Records from a data source:
Content starts

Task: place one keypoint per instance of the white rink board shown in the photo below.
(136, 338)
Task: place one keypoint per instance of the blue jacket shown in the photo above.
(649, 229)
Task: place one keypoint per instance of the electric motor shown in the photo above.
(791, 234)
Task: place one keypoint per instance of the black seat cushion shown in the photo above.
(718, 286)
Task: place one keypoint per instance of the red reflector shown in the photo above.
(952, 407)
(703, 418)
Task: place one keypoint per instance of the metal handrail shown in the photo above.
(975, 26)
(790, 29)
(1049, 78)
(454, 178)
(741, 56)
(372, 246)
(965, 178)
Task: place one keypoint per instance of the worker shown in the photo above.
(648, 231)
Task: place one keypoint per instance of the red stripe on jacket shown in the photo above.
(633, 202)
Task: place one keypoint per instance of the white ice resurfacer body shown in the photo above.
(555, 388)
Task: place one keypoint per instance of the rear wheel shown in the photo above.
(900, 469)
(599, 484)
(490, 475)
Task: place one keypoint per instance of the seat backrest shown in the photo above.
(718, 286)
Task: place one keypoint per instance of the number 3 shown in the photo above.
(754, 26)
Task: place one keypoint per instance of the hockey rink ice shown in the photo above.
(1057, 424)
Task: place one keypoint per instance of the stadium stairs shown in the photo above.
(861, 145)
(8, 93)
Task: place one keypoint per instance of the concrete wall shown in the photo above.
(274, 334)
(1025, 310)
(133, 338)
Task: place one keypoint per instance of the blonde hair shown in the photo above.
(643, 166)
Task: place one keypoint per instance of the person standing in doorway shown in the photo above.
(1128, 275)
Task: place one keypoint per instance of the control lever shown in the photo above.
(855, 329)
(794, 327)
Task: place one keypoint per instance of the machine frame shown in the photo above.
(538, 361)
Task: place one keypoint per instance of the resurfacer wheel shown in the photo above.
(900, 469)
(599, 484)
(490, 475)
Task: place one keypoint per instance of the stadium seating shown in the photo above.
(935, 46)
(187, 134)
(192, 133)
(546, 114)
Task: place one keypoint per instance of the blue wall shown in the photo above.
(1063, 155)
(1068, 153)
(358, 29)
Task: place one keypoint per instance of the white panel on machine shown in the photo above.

Content ends

Brief:
Look back at the records above. Repeat all of them exactly.

Answer to this problem:
Task: place one keypoint per instance of the white rink board shown in the photo below.
(136, 338)
Task: place one keypoint per instance of the blue jacket shown in the photo above.
(649, 229)
Task: place one keypoint per instance of the electric motor shown in the photo above.
(791, 234)
Task: place one keypoint per instance of the black seat cushion shown in the photo above.
(718, 286)
Task: place one keypoint per instance of the red reflector shown in the photo above.
(952, 407)
(703, 418)
Task: place one keypoint per instance of the metal handrail shown in the photo above.
(975, 26)
(790, 29)
(1049, 78)
(454, 178)
(741, 56)
(372, 246)
(965, 178)
Task: place one keypoint per instance of the worker shown in the photo above.
(648, 231)
Task: place one keypoint per instance of the red stripe on jacket shown in the photo above.
(633, 202)
Task: place one keypoint per instance of the white ice resurfacer body shown in the photo above.
(555, 388)
Task: place one keypoint per instance of the rear wheel shown in the photo above.
(900, 469)
(599, 484)
(490, 475)
Task: place one keypoint per instance of the seat backrest shown in the photo above.
(718, 286)
Task: place one keypoint per instance of the number 3 shown in the photo above.
(754, 26)
Task: place one keypoint per instance of the hockey rink ice shown in the photo above.
(1057, 424)
Task: place one keypoint per instance of the stadium stairs shown in the photo above.
(861, 145)
(8, 93)
Task: place one keypoint per instance of the concrete wall shown in the photo above.
(274, 334)
(1025, 310)
(133, 338)
Task: place one keypoint per instance of the blonde hair shown in the photo above.
(643, 166)
Task: place one keypoint per instance of the person standing in doorway shown in the photo above.
(1128, 275)
Task: place one keypoint per instance of the control lever shown in the photo above.
(855, 329)
(794, 327)
Task: place one keypoint per instance of the machine frame shown in the photo above.
(538, 361)
Task: place one keypoint per instance of the resurfacer wheel shown in the photo above.
(900, 469)
(599, 484)
(490, 475)
Task: place one keypoint per instance of the stadium seating shown in the photo above.
(935, 46)
(187, 134)
(192, 133)
(546, 114)
Task: place one keypoint per instance of the blue wall shown in the photo above.
(1063, 155)
(1068, 153)
(358, 29)
Task: place one keypoint per instance of the white panel on machine shown in the photo above.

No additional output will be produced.